#### The tasks:
1. Repeat word for word the part of the email thread between "This means that the" and "can't call invalidate_inode_pages()", inclusive.
2. Answer these questions using the email thread:
(a) Which function has to flush A's writes back to the server before B is permitted to write?
(b) According to the thread, why does that flush fail?
(c) What kind of cache does the last message ask whether the writer has tried?

#### Selected excerpt:
:::::

David Howells wrote:
Nick Piggin <[EMAIL PROTECTED]> wrote:


In general (modulo bugs and crazy filesystems), you're not allowed to have
!uptodate pages mapped into user addresses because that implies the user
would be allowed to see garbage.


Ths situation I have to deal with is a tricky one.  Consider:

 (1) User A modifies a page with his key.  This change gets made in the
     pagecache, but is not written back immediately.

 (2) User B then wants to modify the same page, but with a different key.
     This means that afs_prepare_write() has to flush A's writes back to the
     server before B is permitted to write.

 (3) The flush fails because A is no longer permitted to write to that file.
     This means that the change in the page cache is now stale.  We can't just
     write it back as B because B didn't make the change.

What I've made afs_prepare_write() do in this situation is to nuke A's entire
write.  We can't write any of it back.  I can't call invalidate_inode_pages()
or similar because that might incorrectly kill one of B's writes (or someone
else's writes); besides, the on-server file hasn't changed.

Why would that kill anyone's writes?


To nuke A's write, each page that makes up that write is marked non-uptodate
and then reloaded.  Whilst I might wish to call invalidate_inode_pages_range(),
I can't as it can/would deadlock if called from prepare_write() in two
different ways.

Which ways? Are you talking about prepare_write being called from page_mkwrite,
or anywhere?

More generally it sounds like a nasty thing to have a writeback cache if it can
become incoherent (due to dirty pages that subsequently cannot be written
back) without notification. Have you tried doing a write-through one?

:::::

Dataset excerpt
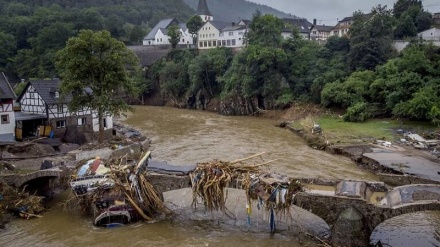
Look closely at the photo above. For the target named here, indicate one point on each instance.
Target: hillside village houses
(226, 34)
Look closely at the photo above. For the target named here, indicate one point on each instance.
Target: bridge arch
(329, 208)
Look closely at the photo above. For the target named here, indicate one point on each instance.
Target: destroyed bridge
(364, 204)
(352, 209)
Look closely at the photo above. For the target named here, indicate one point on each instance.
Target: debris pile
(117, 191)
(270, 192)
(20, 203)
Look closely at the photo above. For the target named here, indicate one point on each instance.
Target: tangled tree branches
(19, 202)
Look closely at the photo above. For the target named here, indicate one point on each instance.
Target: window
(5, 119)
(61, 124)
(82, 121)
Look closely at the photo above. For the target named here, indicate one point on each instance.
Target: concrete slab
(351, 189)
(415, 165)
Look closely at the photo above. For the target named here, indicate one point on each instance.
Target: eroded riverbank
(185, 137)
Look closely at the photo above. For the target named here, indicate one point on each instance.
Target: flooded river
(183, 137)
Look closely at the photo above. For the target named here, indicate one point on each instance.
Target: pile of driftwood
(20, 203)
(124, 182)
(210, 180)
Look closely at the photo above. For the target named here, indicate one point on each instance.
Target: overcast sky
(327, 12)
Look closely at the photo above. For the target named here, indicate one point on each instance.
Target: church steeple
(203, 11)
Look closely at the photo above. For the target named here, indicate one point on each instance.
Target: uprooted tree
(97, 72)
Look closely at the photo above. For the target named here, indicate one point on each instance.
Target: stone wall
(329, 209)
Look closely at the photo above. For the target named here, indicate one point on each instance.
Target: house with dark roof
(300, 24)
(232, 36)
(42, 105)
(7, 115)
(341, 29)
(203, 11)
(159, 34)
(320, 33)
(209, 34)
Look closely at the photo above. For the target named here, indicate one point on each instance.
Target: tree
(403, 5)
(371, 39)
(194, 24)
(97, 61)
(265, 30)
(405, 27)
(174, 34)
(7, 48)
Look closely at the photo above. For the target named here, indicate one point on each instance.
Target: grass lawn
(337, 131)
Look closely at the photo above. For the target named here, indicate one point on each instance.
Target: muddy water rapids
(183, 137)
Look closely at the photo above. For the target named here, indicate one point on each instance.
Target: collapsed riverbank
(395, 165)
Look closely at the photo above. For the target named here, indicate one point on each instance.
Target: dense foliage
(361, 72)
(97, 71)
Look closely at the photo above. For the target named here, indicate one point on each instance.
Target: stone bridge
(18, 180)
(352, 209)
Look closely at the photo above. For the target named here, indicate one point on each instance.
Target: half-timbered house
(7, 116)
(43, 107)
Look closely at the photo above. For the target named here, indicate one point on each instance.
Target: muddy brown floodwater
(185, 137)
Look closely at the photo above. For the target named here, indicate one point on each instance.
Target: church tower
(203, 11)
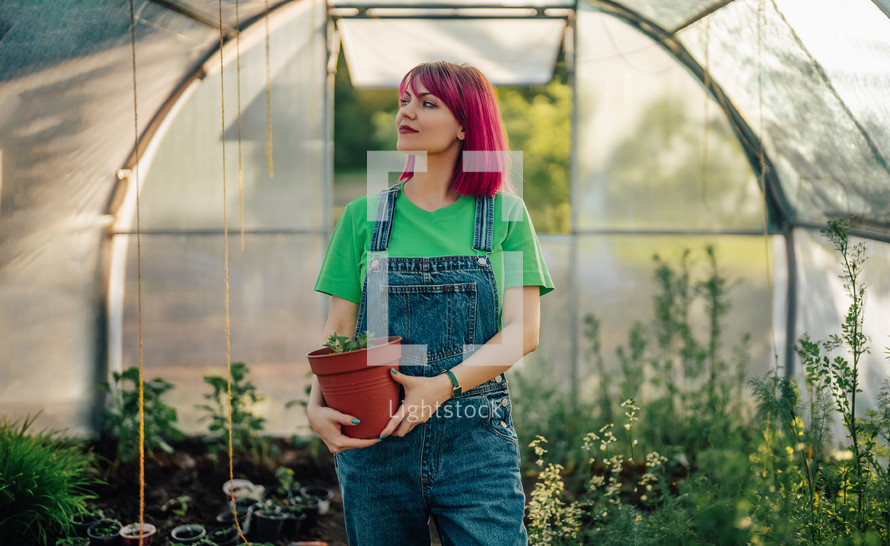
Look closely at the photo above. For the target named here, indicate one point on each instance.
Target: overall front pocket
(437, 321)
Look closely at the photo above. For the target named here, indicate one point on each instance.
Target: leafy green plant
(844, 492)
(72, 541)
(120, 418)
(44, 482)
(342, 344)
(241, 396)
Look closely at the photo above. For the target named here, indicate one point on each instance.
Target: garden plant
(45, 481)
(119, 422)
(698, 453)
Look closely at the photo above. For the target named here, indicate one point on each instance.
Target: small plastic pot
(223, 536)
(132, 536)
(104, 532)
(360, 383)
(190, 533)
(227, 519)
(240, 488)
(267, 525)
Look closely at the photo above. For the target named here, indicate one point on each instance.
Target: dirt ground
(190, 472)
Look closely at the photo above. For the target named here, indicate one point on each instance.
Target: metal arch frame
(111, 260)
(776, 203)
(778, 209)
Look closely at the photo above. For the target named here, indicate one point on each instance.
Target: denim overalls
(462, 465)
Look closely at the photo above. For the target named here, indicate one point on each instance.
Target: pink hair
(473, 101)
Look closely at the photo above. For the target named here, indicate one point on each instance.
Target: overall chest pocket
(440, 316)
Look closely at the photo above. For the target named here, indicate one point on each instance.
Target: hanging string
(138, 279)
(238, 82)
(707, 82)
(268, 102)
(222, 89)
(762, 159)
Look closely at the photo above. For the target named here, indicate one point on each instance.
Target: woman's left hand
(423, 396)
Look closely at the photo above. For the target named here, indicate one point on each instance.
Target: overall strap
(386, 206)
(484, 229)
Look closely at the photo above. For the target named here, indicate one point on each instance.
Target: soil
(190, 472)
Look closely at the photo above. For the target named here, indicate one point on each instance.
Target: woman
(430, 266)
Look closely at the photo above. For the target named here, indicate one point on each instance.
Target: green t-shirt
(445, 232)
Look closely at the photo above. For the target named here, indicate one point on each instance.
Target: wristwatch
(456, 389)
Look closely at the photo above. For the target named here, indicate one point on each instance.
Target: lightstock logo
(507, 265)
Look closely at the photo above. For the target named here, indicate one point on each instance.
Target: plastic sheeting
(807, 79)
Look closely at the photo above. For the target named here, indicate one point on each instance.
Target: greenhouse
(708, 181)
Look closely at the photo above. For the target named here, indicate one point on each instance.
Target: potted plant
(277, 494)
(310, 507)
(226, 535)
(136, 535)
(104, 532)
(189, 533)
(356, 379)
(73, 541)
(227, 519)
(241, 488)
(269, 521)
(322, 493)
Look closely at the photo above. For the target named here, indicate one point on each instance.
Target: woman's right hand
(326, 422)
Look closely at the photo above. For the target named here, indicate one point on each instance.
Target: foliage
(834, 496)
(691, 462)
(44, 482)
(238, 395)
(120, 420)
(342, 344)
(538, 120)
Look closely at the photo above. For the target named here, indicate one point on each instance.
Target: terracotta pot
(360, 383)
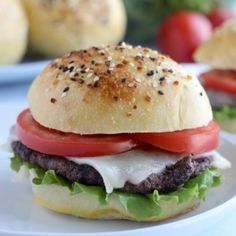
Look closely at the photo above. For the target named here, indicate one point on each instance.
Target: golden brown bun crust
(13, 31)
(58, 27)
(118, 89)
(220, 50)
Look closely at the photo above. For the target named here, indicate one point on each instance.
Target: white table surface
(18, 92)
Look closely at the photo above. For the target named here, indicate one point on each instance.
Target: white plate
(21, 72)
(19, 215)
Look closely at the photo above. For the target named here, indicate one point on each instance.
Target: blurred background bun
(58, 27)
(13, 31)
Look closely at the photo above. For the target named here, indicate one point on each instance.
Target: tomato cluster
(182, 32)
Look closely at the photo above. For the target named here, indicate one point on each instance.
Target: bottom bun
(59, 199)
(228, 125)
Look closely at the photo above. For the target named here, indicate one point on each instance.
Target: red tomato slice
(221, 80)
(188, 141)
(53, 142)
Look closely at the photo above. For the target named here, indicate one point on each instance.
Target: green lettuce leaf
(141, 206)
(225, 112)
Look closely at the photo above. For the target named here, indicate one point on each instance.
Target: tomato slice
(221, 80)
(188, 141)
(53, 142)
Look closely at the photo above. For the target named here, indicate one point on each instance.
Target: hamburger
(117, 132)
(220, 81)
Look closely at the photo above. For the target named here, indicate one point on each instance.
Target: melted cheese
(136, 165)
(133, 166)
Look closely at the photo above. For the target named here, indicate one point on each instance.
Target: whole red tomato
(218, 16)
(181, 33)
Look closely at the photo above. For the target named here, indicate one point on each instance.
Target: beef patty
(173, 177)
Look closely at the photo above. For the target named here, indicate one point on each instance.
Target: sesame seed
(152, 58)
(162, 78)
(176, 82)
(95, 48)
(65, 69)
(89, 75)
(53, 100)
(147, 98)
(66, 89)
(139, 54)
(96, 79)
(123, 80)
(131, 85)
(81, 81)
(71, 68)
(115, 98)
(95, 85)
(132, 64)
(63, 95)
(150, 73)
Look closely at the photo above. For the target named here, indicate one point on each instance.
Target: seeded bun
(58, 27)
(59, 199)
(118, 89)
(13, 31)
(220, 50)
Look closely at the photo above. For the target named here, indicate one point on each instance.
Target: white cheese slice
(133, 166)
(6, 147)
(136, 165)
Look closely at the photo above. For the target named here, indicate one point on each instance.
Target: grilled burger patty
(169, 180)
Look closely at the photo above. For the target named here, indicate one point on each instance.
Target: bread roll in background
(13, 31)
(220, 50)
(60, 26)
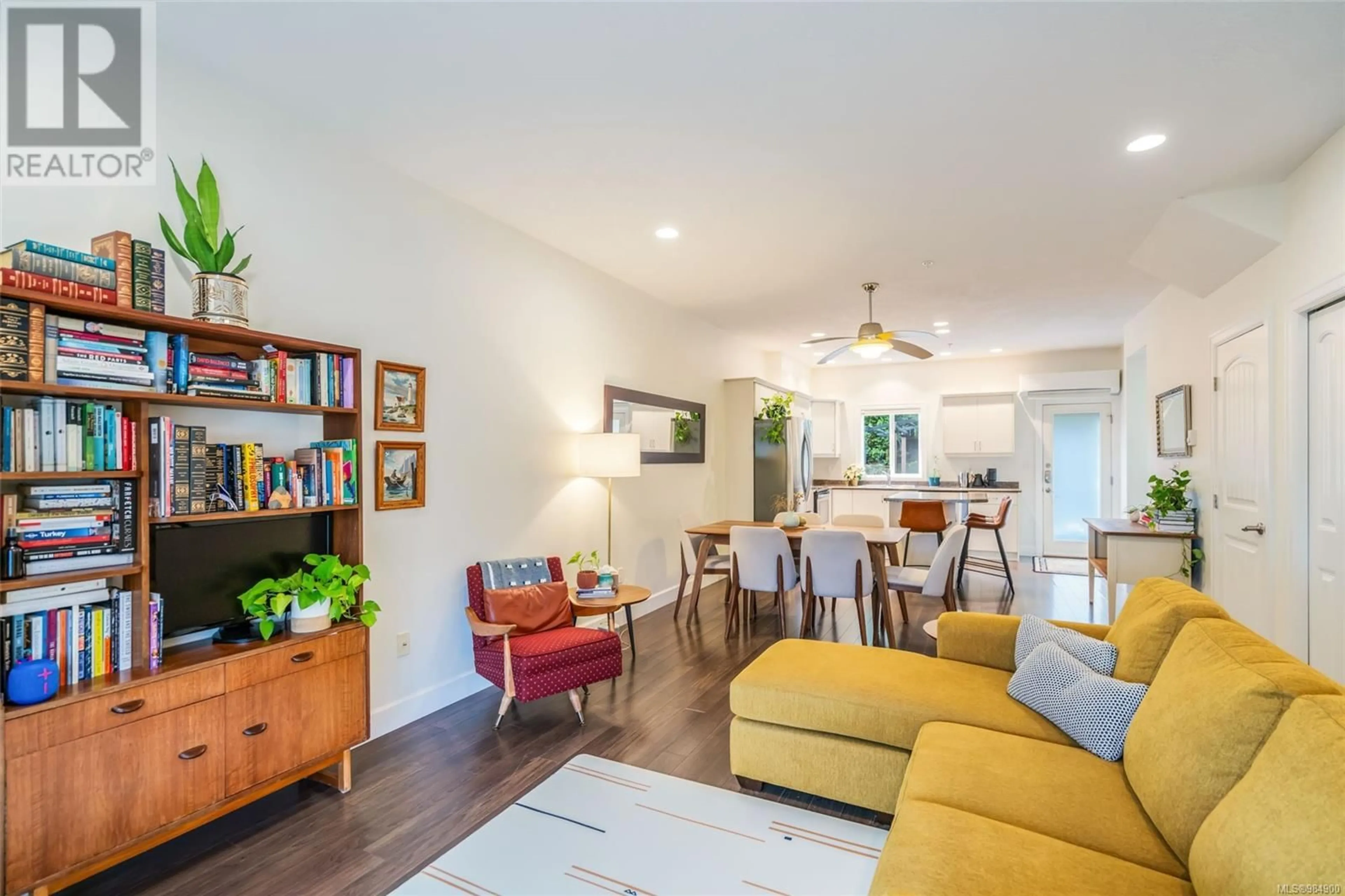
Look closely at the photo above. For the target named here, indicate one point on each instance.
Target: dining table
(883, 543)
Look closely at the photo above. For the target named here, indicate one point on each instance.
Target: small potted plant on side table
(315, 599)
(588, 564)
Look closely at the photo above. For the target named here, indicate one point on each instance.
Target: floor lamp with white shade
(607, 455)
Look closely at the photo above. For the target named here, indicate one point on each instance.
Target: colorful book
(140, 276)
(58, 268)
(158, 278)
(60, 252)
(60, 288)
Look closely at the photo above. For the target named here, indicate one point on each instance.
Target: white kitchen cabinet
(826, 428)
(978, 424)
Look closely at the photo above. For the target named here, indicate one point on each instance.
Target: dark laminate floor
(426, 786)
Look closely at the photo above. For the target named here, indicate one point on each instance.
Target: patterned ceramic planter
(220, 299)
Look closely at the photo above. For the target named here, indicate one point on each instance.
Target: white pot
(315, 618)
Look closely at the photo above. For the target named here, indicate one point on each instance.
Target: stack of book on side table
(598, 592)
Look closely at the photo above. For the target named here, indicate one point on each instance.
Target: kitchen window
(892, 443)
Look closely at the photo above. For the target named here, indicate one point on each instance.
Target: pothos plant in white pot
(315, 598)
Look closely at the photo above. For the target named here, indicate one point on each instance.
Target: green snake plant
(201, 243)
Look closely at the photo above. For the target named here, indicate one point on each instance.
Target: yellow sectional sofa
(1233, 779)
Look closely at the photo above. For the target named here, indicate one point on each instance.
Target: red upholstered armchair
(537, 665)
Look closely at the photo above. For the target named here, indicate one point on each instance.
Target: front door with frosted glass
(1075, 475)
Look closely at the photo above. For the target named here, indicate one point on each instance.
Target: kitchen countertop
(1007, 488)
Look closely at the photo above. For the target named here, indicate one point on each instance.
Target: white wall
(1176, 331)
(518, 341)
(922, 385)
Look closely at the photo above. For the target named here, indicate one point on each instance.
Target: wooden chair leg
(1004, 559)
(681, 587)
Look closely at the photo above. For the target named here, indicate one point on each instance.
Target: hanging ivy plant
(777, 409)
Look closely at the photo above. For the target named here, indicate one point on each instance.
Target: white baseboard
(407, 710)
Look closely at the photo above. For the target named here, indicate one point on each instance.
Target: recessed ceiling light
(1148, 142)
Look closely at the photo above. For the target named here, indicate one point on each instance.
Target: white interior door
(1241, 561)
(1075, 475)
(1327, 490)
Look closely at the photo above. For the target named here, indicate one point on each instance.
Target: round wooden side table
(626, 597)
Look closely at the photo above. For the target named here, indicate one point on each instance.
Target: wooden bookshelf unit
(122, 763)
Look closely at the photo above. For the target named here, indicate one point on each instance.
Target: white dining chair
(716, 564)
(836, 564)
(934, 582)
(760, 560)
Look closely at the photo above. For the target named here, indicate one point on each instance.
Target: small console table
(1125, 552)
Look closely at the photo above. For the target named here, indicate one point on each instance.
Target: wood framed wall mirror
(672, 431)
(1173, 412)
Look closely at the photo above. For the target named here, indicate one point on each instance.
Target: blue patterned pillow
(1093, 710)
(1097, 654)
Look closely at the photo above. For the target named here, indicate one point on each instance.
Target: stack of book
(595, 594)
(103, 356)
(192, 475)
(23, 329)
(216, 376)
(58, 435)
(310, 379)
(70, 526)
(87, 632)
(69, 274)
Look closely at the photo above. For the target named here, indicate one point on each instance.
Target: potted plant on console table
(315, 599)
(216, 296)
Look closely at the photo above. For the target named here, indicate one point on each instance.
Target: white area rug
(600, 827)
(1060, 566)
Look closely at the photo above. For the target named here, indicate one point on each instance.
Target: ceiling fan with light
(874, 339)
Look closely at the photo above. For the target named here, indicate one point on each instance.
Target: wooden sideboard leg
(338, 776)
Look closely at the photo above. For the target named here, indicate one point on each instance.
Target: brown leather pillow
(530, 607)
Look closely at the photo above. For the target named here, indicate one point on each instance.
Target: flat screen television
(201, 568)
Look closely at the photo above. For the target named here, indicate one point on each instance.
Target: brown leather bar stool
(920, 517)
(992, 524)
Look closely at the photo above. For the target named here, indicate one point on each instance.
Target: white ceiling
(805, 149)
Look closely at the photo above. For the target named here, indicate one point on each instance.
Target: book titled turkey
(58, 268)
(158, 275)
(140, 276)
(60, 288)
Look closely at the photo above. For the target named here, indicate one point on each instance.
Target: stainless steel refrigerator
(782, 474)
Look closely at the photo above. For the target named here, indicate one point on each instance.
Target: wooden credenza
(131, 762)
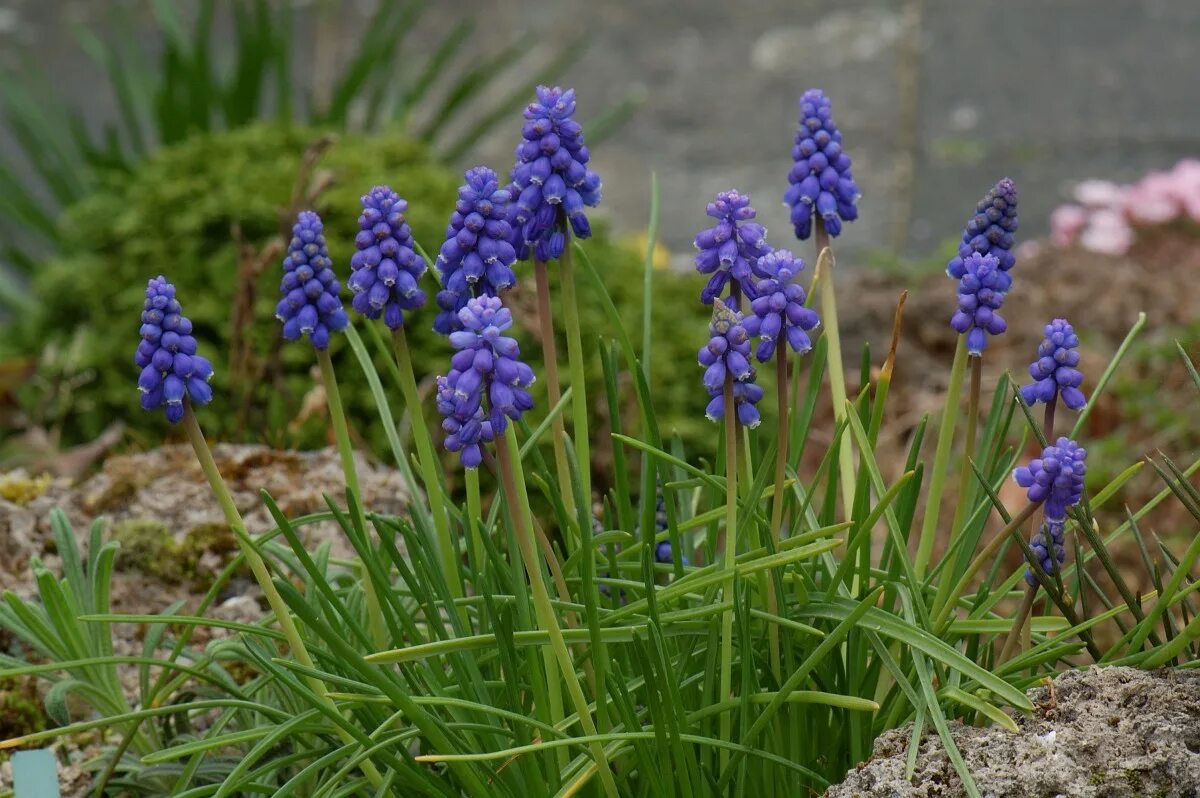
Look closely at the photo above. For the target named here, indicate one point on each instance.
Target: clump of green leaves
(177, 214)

:::::

#### Response list:
1.
This means that the change in the page cache is now stale.  We can't just
     write it back as B because B didn't make the change.

What I've made afs_prepare_write() do in this situation is to nuke A's entire
write.  We can't write any of it back.  I can't call invalidate_inode_pages()

2.
(a) afs_prepare_write()
(b) A is no longer permitted to write to that file.
(c) A write-through one.